(Document excerpt)
----------

Roger Rees, Goolwa, SA
This worried world
I commend ABR on the gutsy decision to create the Behrouz Boochani Fellowship. Australia Council, please note! And I offer my heartiest congratulations to the 2020 recipient, Dr Hessom Razavi. His first offering could not be more timely. His modestly titled article, ‘Notes on a Pandemic’, is remarkable. I have rarely read such an insightful work covering so many areas concerning us at this time. There is the history of the outbreak, the painfully slow gathering of evidence as this beast spread itself around the world, firsthand accounts from those on the frontline, epidemiological considerations, informed speculation about the future, and a detailed explanation of how Covid-19 behaves in the body – all presented in an engrossing fashion.
Rereading the essay several times, I was struck by how little there was of Dr Razavi in the essay. No grandstanding here – he shines the spotlight on others. But we do learn that he and his wife (also a doctor) are about to welcome a daughter into this worried world. She will be blessed by having such brave parents.
I look forward to reading more of Hessom Razavi’s work.
Elisabeth Holdsworth, Morwell, Vic.
What a sane and moving commentary on the situation engendered by the Covid-19 pandemic. I listen to the ABR Podcast as a US citizen living in Costa Rica, where the response was immediate, very community-minded, and effective. To date there have been only seven deaths. Friends with other conditions that need attention are now crowded out by huge numbers of Covid-19 patients. A small percentage are hospitalised, and a smaller proportion of those are in the ICU.
What the disease has also done is reveal the threadbare responses of so many countries, the United States being by far the worst. Those of us in or from the so-called First World have been living in a world where compassion is deemed less and less necessary and where community bonds are fragile. Now we are paying the price. If only we could change our ways, oust the corrupt, ignorant, cruel politicians and work towards a better world. In the case of the United States, that will be an uphill battle.

----------

(Data for analysis)

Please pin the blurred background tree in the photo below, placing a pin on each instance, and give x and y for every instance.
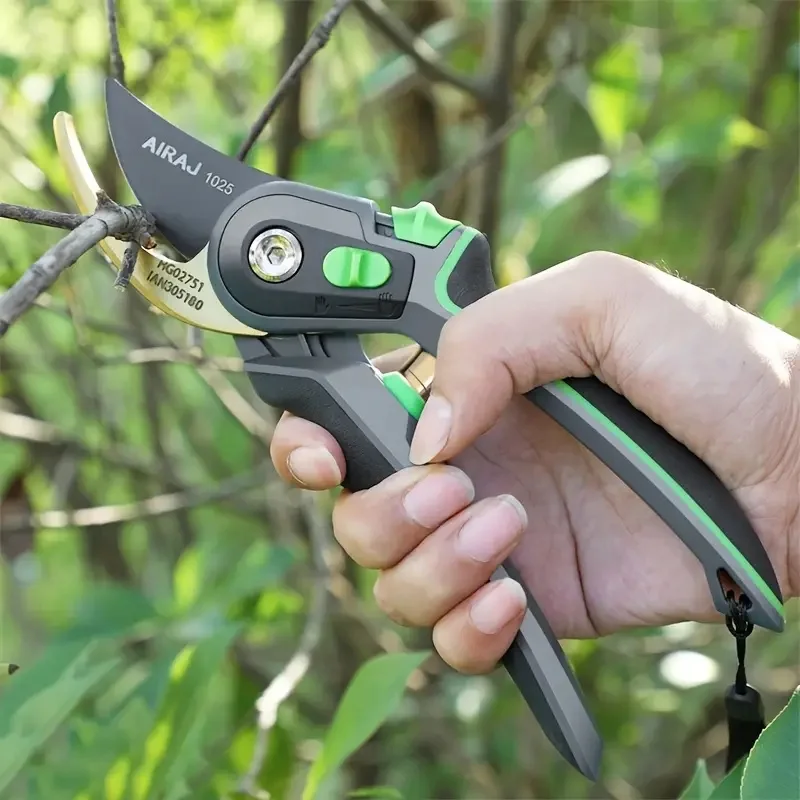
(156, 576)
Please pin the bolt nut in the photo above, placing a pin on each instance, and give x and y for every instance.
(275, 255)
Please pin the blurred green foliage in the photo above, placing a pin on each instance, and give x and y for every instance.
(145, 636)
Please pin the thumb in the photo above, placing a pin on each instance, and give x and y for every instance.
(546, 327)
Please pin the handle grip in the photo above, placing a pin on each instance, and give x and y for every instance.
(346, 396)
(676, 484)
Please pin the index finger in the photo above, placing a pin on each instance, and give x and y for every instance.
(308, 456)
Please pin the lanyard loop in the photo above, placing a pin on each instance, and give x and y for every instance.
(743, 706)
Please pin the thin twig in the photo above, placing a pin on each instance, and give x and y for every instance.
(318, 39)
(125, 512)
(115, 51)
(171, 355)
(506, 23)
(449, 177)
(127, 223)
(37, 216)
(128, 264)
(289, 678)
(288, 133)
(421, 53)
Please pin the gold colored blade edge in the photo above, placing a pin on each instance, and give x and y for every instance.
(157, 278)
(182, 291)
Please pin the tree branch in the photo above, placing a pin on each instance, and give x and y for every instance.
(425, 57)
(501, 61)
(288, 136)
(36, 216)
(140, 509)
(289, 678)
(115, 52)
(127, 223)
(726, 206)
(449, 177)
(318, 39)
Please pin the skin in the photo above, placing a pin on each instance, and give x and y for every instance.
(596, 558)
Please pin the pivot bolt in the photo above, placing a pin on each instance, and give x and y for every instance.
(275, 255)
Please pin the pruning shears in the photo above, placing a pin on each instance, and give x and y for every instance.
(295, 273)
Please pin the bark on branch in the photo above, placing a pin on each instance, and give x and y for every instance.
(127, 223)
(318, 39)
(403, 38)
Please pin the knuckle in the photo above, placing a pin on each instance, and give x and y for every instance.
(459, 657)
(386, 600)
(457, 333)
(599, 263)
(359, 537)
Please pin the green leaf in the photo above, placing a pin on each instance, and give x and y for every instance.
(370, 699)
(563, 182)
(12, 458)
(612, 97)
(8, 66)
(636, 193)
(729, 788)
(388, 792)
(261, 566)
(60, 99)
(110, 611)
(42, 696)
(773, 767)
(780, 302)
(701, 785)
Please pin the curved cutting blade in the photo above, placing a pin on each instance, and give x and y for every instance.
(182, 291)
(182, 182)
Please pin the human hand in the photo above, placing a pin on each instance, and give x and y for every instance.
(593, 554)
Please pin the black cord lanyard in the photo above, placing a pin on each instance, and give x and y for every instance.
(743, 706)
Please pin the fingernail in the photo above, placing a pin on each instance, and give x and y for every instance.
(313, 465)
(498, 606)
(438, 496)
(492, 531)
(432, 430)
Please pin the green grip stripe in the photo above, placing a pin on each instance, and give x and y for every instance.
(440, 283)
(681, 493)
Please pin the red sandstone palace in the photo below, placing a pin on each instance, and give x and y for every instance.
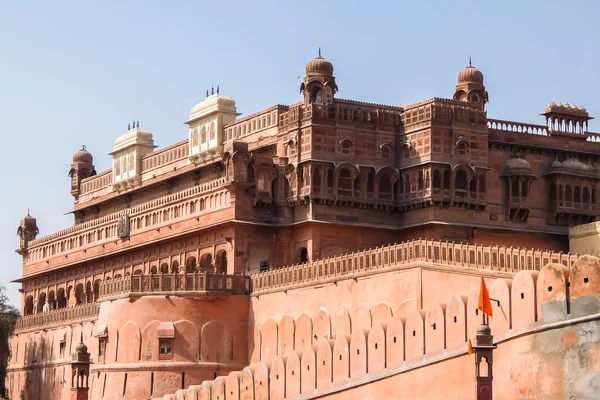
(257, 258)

----------

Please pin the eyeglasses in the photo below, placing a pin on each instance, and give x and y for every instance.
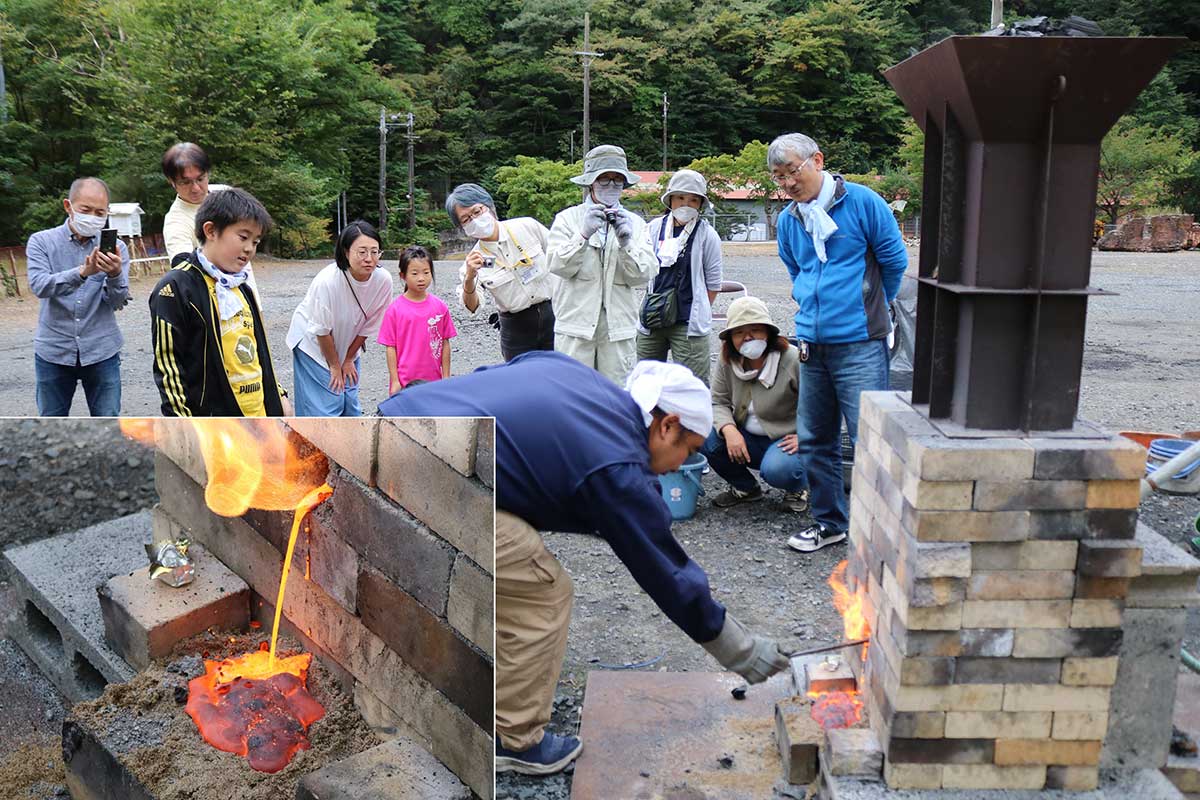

----------

(Activity 1)
Duplicate the passage in the readers' letters from "Rereading the essay" up to and including "Holdsworth, Morwell, Vic.".
(Activity 2)
Answer these questions from the readers' letters:
(a) Who is named as the 2020 recipient of the Behrouz Boochani Fellowship?
(b) What is the title of the recipient's article?
(c) How many deaths had there been in Costa Rica to date?
(Activity 3)
Write the next part of the readers' letters about the pandemic essay, picking up after their last sentence.

(Exercise output 1)
Rereading the essay several times, I was struck by how little there was of Dr Razavi in the essay. No grandstanding here – he shines the spotlight on others. But we do learn that he and his wife (also a doctor) are about to welcome a daughter into this worried world. She will be blessed by having such brave parents.
I look forward to reading more of Hessom Razavi’s work.
Elisabeth Holdsworth, Morwell, Vic.

(Exercise output 2)
(a) Dr Hessom Razavi
(b) ‘Notes on a Pandemic’
(c) Seven

(Exercise output 3)
As for Hessom Razavi’s comment about US sanctions: do not expect any humanity on the part of the present US government. Its leader does not lead, and his minions are fanatics with no perceptible mercy.
Bronwyn Mills (online comment)
Thanks for an absolutely marvellous article. It is the best thing I’ve read on this topic.
Lindy Warrell (online comment)
Why is Dr Razavi so critical of the Iranian government while saying nothing about US sanctions against that country? The Iranian government should certainly be blamed, but we should be even-handed. Dr Razavi also doesn’t commnent on why the situation in the United States, as elsewhere, is much worse than in Iran?
Iradj Nabavi (online comment)
Cart before the horse
I completely agree with Peter Mares’s assessment of Liz Allen’s book The Future of Us: Demography gets a makeover. While this passionately argued and engaging polemic examines an aspect of Australian political and economic life from an interesting angle, Allen does ‘put the cart before the horse’ in attempting to present demographics as a solution to our woes rather than a the merely analytic tool which it is.
Wayne Eaton (online comment)
Wow! Lisa Gorton’s poem ‘On the Characterisation of Male Poets’ Mothers’ is beautifully written, it is also a devastating analysis of the culturally embedded nature of misogyny (ABR, May 2020). How painful to think of all those mothers receiving slap after slap in the face from their anxious, needy, entitled, selfish, infuriatingly talented sons – wanting to support, but flayed for doing so!